OBJECTIVE
Pick out every line in the listing below that contains the string "camouflage" and copy each one unchanged.

DATA PROVIDED
** BEGIN **

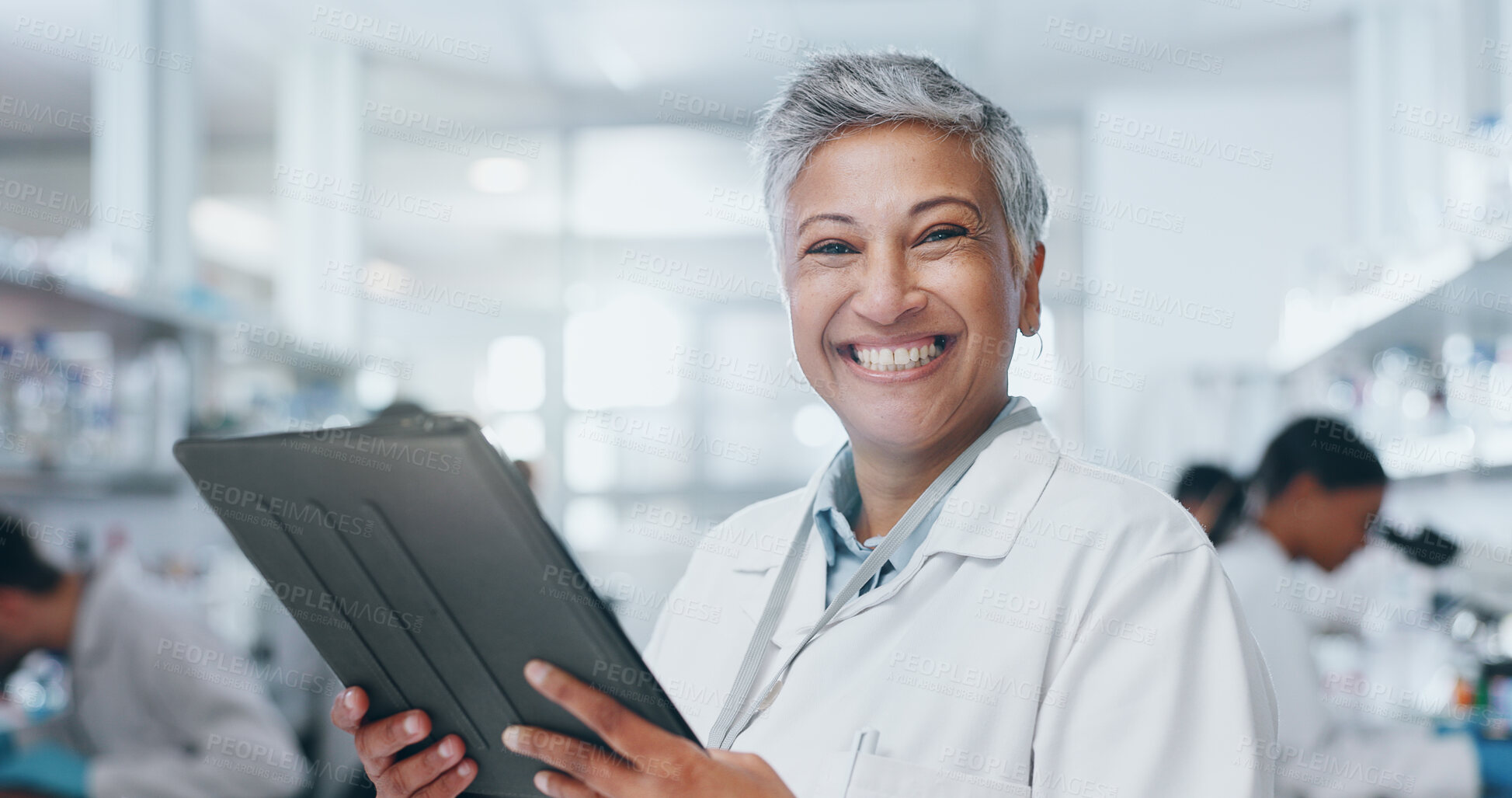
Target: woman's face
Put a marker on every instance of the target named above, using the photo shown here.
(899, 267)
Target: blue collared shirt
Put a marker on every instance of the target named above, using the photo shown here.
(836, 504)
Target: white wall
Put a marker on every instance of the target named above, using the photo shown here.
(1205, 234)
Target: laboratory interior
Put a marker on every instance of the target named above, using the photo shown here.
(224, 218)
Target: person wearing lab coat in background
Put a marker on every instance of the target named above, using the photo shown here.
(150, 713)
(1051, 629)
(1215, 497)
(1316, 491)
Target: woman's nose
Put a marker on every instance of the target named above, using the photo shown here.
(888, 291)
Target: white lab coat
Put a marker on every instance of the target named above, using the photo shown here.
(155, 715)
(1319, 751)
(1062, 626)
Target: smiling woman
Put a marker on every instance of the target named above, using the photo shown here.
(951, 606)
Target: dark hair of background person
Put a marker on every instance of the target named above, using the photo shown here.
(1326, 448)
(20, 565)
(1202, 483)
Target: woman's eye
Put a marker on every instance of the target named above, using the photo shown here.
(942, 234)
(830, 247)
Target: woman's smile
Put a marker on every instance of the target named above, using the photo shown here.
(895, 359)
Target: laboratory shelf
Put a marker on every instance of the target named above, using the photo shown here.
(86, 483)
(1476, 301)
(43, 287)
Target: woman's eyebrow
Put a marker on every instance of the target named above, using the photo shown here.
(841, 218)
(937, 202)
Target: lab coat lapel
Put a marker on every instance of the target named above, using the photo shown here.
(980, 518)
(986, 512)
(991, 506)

** END **
** BEGIN **

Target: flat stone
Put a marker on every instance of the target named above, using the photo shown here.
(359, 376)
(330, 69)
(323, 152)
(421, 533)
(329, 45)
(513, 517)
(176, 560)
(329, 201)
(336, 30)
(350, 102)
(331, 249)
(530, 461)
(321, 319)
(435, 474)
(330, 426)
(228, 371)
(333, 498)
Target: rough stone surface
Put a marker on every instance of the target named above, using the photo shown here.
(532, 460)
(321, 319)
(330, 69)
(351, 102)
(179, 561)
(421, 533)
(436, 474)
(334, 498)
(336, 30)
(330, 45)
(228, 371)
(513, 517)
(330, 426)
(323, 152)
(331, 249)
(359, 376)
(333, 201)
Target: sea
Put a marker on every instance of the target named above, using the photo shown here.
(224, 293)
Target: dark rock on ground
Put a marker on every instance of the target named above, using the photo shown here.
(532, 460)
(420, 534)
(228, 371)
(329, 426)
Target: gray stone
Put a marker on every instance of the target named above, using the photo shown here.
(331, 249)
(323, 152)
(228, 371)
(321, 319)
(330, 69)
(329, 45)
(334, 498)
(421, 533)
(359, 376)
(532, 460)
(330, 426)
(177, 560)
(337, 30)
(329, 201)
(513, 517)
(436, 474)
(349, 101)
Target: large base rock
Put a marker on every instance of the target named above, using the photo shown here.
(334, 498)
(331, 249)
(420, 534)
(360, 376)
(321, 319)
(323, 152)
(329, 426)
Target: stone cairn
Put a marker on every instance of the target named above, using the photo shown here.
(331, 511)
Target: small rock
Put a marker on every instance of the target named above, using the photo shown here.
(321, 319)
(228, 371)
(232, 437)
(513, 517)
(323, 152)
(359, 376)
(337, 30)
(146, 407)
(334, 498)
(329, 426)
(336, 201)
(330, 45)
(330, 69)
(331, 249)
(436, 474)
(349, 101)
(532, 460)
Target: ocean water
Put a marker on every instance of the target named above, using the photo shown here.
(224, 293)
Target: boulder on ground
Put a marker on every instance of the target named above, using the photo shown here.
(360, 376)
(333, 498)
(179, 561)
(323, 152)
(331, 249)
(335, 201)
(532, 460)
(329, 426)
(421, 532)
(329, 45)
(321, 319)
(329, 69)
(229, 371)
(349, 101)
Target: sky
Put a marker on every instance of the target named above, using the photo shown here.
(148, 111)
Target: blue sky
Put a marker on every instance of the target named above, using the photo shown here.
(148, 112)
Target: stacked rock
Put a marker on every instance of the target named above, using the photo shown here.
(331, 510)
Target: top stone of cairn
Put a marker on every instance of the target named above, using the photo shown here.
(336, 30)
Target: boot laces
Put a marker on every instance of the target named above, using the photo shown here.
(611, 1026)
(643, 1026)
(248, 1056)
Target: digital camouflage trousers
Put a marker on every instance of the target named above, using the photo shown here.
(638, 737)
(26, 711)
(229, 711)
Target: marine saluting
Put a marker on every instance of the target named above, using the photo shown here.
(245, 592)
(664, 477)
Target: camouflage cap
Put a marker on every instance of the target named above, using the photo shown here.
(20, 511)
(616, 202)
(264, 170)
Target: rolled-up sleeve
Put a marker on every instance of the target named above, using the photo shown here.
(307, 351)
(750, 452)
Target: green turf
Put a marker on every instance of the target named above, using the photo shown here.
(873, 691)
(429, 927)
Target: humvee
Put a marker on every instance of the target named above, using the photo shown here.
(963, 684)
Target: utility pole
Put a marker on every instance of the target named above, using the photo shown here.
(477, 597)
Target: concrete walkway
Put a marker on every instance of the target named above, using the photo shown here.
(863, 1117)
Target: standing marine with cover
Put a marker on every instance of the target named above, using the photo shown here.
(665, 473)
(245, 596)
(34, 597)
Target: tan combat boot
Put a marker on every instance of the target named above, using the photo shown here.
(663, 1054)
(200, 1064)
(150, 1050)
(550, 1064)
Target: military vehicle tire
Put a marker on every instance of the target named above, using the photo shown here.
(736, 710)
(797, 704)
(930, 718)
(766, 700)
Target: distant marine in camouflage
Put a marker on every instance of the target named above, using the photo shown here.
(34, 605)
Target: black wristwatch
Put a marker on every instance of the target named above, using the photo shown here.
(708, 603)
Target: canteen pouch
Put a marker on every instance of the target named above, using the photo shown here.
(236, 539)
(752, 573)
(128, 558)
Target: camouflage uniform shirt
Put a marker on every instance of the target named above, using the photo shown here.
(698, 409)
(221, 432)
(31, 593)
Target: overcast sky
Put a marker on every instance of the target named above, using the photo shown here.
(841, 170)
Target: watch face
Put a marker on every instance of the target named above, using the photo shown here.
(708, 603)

** END **

RESULT BELOW
Target: digital camouflage trousers
Target: camouflage cap
Target: distant marine in camouflage
Target: camouflage uniform shirt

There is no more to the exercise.